| What the exercise asks |
Reproduce all of the material, keeping each line intact.

| Data extract |
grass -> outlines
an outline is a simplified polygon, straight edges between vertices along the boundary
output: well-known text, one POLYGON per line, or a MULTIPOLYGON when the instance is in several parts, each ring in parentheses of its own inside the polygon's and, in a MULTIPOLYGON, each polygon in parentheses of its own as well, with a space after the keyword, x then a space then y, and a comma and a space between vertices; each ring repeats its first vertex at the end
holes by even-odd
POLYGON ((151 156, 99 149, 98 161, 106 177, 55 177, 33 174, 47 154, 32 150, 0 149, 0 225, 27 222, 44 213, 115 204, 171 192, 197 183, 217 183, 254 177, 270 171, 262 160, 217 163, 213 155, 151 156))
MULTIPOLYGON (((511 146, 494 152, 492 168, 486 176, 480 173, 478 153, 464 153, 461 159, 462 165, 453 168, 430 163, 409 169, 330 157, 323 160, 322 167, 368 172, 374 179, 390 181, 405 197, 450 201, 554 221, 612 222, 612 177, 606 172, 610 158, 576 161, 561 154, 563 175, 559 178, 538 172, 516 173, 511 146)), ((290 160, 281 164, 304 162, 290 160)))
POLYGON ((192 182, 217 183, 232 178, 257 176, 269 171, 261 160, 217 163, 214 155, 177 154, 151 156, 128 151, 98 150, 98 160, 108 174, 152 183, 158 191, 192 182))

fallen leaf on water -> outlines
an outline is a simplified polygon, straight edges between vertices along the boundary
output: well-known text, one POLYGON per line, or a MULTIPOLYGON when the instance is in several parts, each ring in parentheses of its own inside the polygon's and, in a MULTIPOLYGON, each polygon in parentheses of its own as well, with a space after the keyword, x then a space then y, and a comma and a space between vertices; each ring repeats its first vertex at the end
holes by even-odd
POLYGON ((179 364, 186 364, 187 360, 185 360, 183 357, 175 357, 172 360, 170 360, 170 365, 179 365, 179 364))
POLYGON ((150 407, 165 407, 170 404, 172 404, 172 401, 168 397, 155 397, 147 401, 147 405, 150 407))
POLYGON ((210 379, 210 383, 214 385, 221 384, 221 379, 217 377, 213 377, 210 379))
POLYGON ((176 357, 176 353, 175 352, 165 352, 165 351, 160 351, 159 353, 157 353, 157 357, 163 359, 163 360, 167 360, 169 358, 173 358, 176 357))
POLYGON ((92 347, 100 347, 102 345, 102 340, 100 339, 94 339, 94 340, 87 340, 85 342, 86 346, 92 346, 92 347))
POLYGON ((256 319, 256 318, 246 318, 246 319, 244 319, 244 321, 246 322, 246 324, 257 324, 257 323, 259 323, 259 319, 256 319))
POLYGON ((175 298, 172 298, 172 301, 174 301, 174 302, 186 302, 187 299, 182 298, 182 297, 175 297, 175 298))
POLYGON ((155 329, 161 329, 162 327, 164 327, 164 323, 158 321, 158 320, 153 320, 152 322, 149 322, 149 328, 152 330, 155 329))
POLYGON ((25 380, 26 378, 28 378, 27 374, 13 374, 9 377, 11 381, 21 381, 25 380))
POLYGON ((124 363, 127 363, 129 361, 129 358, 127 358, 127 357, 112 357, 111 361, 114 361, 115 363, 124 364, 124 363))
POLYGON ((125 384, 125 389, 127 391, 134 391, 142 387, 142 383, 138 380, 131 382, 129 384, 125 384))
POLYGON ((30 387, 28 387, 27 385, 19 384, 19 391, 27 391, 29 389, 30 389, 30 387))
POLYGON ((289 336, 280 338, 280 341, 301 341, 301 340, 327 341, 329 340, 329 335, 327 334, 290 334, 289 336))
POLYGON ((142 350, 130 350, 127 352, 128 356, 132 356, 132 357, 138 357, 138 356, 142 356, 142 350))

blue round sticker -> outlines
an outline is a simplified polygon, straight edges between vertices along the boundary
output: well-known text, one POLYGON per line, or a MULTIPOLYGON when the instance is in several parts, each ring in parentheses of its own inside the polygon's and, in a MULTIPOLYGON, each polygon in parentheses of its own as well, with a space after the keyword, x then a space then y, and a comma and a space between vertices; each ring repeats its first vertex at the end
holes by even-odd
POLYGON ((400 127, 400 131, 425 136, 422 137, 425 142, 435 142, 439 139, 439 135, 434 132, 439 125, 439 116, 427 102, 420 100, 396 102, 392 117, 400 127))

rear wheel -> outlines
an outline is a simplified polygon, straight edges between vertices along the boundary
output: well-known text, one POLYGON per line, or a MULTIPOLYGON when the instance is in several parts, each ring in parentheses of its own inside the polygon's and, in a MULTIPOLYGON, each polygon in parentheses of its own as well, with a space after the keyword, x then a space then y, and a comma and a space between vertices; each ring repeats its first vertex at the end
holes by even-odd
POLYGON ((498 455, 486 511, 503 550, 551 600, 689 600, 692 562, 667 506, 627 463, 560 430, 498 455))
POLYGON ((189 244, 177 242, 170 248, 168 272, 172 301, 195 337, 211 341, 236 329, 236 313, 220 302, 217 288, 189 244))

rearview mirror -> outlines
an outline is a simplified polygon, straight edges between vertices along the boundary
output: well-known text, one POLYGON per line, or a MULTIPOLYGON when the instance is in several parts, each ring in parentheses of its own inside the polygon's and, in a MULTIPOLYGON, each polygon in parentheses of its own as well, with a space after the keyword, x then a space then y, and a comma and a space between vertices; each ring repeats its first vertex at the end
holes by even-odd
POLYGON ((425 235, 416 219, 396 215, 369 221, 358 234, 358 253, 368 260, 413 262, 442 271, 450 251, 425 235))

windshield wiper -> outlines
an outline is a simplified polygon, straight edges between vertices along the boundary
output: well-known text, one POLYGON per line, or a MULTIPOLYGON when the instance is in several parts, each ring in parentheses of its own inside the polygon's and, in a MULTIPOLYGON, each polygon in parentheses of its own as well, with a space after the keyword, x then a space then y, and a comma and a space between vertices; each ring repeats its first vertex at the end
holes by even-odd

| Answer for this exercise |
grass -> outlines
an outline is a simplified polygon, straight edges between vertices along the boundary
output: well-known text, one POLYGON per line, or a MULTIPOLYGON when the instance is in several parts, each ring in parentheses of its own inside the polygon's and, in a MULTIPOLYGON, each polygon in parentheses of its own as well, with a space after the keyword, x then a space then y, and a comma and a space between vertices; each ring repeats its first vertex at the end
holes by even-odd
POLYGON ((151 156, 99 149, 98 161, 106 177, 55 177, 33 174, 47 154, 32 150, 0 149, 0 225, 27 222, 44 213, 115 204, 171 192, 197 183, 217 183, 254 177, 270 171, 262 160, 217 163, 213 155, 151 156))
MULTIPOLYGON (((511 146, 494 152, 492 168, 486 176, 480 173, 478 153, 464 153, 461 159, 462 165, 453 168, 430 163, 409 169, 330 157, 323 160, 322 167, 368 172, 374 179, 390 181, 405 197, 450 201, 554 221, 612 222, 612 177, 606 172, 610 158, 576 161, 561 154, 563 175, 559 178, 538 172, 516 173, 511 146)), ((290 160, 281 164, 304 162, 290 160)))
POLYGON ((192 182, 217 183, 232 178, 257 176, 269 171, 261 160, 217 163, 214 155, 177 154, 151 156, 128 151, 98 150, 98 160, 108 174, 152 183, 158 191, 192 182))

fallen leaf on water -> outlines
an outline is a simplified polygon, straight edges between vertices along the boundary
output: well-known text, one POLYGON per line, or a MULTIPOLYGON when the instance is in several parts, each ring in parentheses of its own inside the polygon's and, in a MULTIPOLYGON, each polygon in parentheses of its own as well, with a space after the keyword, x then a space then y, and a comma and a space between vertices; each ring repeats its first vertex at the end
holes by even-odd
POLYGON ((179 364, 186 364, 187 360, 185 360, 183 357, 175 357, 172 360, 170 360, 170 365, 179 365, 179 364))
POLYGON ((150 407, 165 407, 170 404, 172 404, 172 401, 168 397, 155 397, 147 401, 147 405, 150 407))
POLYGON ((210 379, 210 383, 214 385, 221 384, 221 379, 217 377, 213 377, 210 379))
POLYGON ((176 357, 176 353, 175 352, 165 352, 165 351, 160 351, 159 353, 157 353, 157 357, 163 359, 163 360, 167 360, 169 358, 173 358, 176 357))
POLYGON ((92 347, 100 347, 102 345, 102 340, 100 339, 94 339, 94 340, 87 340, 85 342, 86 346, 92 346, 92 347))
POLYGON ((256 319, 256 318, 246 318, 246 319, 244 319, 244 321, 246 322, 246 324, 257 324, 257 323, 259 323, 259 319, 256 319))
POLYGON ((175 298, 172 298, 172 301, 174 301, 174 302, 186 302, 187 299, 182 298, 182 297, 175 297, 175 298))
POLYGON ((155 329, 161 329, 162 327, 164 327, 164 323, 158 321, 158 320, 153 320, 152 322, 149 322, 149 328, 152 330, 155 329))
POLYGON ((25 380, 26 378, 28 378, 27 374, 13 374, 9 377, 11 381, 21 381, 25 380))
POLYGON ((124 363, 127 363, 129 361, 129 358, 127 358, 127 357, 112 357, 111 361, 114 361, 115 363, 124 364, 124 363))
POLYGON ((125 384, 125 389, 127 391, 134 391, 142 387, 142 383, 138 380, 131 382, 129 384, 125 384))
POLYGON ((30 387, 28 387, 27 385, 19 384, 19 391, 27 391, 29 389, 30 389, 30 387))
POLYGON ((289 336, 280 338, 280 341, 301 341, 301 340, 327 341, 329 340, 329 335, 327 334, 290 334, 289 336))
POLYGON ((142 350, 130 350, 127 352, 128 356, 132 356, 132 357, 138 357, 138 356, 142 356, 142 350))

blue round sticker -> outlines
an outline is a simplified polygon, straight edges between vertices along the boundary
output: well-known text, one POLYGON per line, or a MULTIPOLYGON when the instance is in several parts, each ring in parentheses of its own inside the polygon's and, in a MULTIPOLYGON, each polygon in parentheses of its own as well, with a space after the keyword, x then a space then y, and a comma and a space between vertices; each ring repeats its first vertex at the end
holes by even-odd
POLYGON ((400 127, 400 131, 425 136, 422 137, 425 142, 435 142, 439 139, 439 135, 434 132, 439 125, 439 116, 427 102, 420 100, 396 102, 392 117, 400 127))

rear wheel -> outlines
an outline is a simplified polygon, straight edges between vertices along the boundary
output: well-known text, one POLYGON per line, or a MULTIPOLYGON when the instance is in several parts, each ring in parentheses of its own inside the polygon's and, in a MULTIPOLYGON, each polygon in parentheses of its own as well, with a space after the keyword, x then a space then y, and a comma and a space between vertices; each ring repeats its first vertex at the end
holes by even-odd
POLYGON ((498 455, 486 511, 503 550, 551 600, 689 600, 692 562, 667 506, 627 463, 560 430, 498 455))
POLYGON ((189 244, 177 242, 170 248, 168 272, 172 301, 195 337, 211 341, 236 329, 236 313, 220 302, 217 288, 189 244))

rearview mirror -> outlines
an outline is a simplified polygon, straight edges between vertices along the boundary
output: well-known text, one POLYGON per line, or a MULTIPOLYGON when the instance is in several parts, each ring in parentheses of its own inside the polygon's and, in a MULTIPOLYGON, each polygon in parentheses of its own as well, with a space after the keyword, x then a space then y, and a comma and a space between vertices; each ring repeats its first vertex at the end
holes by even-odd
POLYGON ((425 235, 416 219, 396 215, 369 221, 358 234, 358 253, 368 260, 413 262, 442 271, 450 251, 425 235))

windshield wiper -> outlines
an outline is a simplified polygon, straight edges between vertices along the boundary
output: well-known text, one POLYGON per line, or a MULTIPOLYGON when the instance is in several parts, each ring in parentheses of its own inside the polygon's and, in a MULTIPOLYGON, each polygon in parentheses of its own as well, with a space after the keyword, x then a space then y, and a comma and a space between vertices; each ring repeats its first vertex at the end
holes by even-odd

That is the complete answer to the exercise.